◆ Document excerpt:

Now, from (10) we have

$$\begin{aligned} \varLambda =\left( 2^4\,\frac{|\varvec{A}|}{|\varvec{A}_1|\,|\varvec{A}_2+\varvec{A}_4|\,|\varvec{A}_3|}\right) ^{n/2}, \end{aligned}$$

where \(\varvec{A}_1,\dots ,\varvec{A}_4\) denote the four diagonal blocks of dimension \(2{\scriptstyle \times }2\) of \({\varvec{A}}\) and where \(n=12\). The computed value of \(\varLambda \) is \(\lambda =4.46637{\scriptstyle \times }10^{-12}\).

Using then the near-exact distribution for \(\varLambda \) which matches \(m^*=4\) exact moments, with probability density and cumulative distribution functions given by (37), with \({r=2}\), as given by (36), and the other shape parameters \(\mu _j^*\)\((j=2,\dots ,muv=8)\) given by (31), with

$$\begin{aligned} \begin{array}{rcl} r_j^+ &{} = &{} \{0,3,3,2,2,1,1\}\\ s_j^+ &{} = &{} \{1,0,0,0,0,0,0\}\\ \mu _j^* &{} = &{} \{1,3,3,2,2,1,1\}\,=\,r_j^+ +s_j^+\,, \end{array} \end{aligned}$$

we obtain a near-exact p-value of 0.29468. Thus, we should not reject the null hypothesis that the covariance structure is of the doubly exchangeable type.

◆ Given records:
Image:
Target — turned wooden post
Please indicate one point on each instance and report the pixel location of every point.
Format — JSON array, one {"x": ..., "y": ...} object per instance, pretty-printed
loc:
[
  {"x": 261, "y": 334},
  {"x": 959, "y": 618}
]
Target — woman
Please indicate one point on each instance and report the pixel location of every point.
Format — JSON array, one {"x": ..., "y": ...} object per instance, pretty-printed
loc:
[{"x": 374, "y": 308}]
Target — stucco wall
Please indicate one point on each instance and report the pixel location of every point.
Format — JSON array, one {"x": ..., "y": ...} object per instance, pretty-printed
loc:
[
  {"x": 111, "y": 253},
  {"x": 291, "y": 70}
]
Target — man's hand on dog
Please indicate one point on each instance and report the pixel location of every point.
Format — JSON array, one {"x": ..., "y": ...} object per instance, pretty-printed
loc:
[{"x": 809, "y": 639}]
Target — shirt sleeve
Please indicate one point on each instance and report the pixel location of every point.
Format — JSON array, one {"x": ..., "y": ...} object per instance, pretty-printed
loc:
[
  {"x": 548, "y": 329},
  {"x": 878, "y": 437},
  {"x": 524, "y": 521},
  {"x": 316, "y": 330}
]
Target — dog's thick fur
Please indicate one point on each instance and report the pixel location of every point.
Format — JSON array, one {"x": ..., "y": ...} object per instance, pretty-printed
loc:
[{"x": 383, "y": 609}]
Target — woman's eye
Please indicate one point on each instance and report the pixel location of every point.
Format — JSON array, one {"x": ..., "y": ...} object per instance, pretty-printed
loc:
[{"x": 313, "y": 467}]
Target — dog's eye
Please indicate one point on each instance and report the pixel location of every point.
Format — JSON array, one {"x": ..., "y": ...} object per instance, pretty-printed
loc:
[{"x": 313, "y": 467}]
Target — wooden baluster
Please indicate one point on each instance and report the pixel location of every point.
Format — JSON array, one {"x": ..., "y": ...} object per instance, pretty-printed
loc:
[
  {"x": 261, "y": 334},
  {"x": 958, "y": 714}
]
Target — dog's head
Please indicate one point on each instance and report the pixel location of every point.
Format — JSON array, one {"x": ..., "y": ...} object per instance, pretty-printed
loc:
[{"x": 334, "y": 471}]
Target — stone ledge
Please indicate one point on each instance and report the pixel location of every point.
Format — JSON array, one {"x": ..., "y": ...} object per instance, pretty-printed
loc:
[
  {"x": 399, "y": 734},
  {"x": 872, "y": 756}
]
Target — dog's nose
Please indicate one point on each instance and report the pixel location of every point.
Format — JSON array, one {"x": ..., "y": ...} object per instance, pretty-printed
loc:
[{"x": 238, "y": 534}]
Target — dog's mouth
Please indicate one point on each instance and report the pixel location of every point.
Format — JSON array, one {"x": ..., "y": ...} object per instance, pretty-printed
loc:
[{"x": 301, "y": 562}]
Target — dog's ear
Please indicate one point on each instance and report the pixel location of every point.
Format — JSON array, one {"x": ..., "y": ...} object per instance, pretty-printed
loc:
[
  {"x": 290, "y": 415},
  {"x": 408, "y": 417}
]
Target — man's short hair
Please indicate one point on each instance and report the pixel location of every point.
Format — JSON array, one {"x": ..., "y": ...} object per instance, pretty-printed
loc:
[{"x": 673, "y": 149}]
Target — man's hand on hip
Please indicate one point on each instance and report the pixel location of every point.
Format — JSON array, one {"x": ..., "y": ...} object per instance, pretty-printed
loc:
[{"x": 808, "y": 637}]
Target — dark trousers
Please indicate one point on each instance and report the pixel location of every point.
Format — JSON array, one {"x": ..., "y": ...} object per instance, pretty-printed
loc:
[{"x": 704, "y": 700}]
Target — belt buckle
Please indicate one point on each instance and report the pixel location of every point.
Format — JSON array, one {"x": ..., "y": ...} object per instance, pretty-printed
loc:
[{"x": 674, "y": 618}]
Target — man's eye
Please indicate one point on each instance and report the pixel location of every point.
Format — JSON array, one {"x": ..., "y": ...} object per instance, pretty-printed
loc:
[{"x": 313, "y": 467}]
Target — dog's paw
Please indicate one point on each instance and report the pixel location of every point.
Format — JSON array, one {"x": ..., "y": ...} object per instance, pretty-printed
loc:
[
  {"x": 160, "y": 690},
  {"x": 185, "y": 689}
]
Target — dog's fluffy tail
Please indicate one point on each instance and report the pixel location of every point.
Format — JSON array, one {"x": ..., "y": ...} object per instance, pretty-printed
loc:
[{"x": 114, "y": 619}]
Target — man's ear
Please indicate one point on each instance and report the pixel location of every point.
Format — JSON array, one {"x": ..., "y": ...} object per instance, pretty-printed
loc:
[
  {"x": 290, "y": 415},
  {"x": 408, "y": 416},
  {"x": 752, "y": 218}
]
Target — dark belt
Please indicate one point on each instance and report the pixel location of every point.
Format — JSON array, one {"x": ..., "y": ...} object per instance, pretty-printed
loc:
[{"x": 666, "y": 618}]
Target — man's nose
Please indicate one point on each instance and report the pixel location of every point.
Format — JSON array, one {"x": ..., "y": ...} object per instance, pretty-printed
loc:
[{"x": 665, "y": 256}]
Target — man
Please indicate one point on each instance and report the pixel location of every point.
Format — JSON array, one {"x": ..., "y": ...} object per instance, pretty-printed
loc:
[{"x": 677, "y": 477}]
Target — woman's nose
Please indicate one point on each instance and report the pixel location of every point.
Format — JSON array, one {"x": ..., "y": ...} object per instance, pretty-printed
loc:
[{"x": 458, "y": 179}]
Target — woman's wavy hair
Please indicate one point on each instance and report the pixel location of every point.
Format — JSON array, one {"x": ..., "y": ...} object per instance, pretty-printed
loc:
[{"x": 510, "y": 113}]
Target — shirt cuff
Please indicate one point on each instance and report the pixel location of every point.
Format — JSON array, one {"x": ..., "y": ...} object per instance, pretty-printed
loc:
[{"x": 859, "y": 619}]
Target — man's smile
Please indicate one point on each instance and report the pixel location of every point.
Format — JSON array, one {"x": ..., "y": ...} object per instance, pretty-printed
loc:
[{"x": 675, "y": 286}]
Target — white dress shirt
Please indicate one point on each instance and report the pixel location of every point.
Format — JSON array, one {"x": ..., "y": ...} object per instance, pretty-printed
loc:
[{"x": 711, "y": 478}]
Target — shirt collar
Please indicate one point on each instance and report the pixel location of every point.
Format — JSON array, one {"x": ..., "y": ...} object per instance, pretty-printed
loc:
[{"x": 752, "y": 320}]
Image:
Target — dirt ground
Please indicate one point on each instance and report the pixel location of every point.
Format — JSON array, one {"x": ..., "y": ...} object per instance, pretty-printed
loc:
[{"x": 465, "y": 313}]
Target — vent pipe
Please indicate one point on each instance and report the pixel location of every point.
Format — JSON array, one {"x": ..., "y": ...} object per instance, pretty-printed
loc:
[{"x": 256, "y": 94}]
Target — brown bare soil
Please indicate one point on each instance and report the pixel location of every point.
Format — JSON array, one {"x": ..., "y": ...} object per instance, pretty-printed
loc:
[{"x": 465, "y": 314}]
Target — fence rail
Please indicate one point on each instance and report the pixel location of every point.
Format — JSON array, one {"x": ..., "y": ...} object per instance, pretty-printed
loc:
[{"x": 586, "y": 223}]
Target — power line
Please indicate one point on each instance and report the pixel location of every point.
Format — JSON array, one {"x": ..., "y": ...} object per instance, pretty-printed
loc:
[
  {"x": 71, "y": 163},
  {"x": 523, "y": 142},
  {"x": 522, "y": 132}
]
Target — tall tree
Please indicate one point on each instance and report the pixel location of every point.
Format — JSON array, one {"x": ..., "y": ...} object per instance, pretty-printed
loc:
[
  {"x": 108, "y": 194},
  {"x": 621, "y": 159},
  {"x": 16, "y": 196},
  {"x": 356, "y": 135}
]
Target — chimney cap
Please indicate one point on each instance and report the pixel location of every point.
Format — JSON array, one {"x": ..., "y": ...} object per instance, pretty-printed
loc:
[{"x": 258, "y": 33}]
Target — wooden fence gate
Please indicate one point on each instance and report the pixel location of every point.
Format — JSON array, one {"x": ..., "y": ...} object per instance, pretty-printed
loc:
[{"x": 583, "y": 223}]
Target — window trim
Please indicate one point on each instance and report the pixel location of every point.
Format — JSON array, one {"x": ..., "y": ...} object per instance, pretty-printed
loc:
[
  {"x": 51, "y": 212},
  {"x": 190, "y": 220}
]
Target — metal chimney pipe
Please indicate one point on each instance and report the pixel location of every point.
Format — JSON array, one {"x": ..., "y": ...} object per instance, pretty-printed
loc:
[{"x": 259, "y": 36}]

◆ Required work: Quote in full the excerpt above on the near-exact p-value for the covariance structure test, reproducing every character, formula, and line break without alteration.

◆ Worked answer:
Now, from (10) we have

$$\begin{aligned} \varLambda =\left( 2^4\,\frac{|\varvec{A}|}{|\varvec{A}_1|\,|\varvec{A}_2+\varvec{A}_4|\,|\varvec{A}_3|}\right) ^{n/2}, \end{aligned}$$

where \(\varvec{A}_1,\dots ,\varvec{A}_4\) denote the four diagonal blocks of dimension \(2{\scriptstyle \times }2\) of \({\varvec{A}}\) and where \(n=12\). The computed value of \(\varLambda \) is \(\lambda =4.46637{\scriptstyle \times }10^{-12}\).

Using then the near-exact distribution for \(\varLambda \) which matches \(m^*=4\) exact moments, with probability density and cumulative distribution functions given by (37), with \({r=2}\), as given by (36), and the other shape parameters \(\mu _j^*\)\((j=2,\dots ,muv=8)\) given by (31), with

$$\begin{aligned} \begin{array}{rcl} r_j^+ &{} = &{} \{0,3,3,2,2,1,1\}\\ s_j^+ &{} = &{} \{1,0,0,0,0,0,0\}\\ \mu _j^* &{} = &{} \{1,3,3,2,2,1,1\}\,=\,r_j^+ +s_j^+\,, \end{array} \end{aligned}$$

we obtain a near-exact p-value of 0.29468. Thus, we should not reject the null hypothesis that the covariance structure is of the doubly exchangeable type.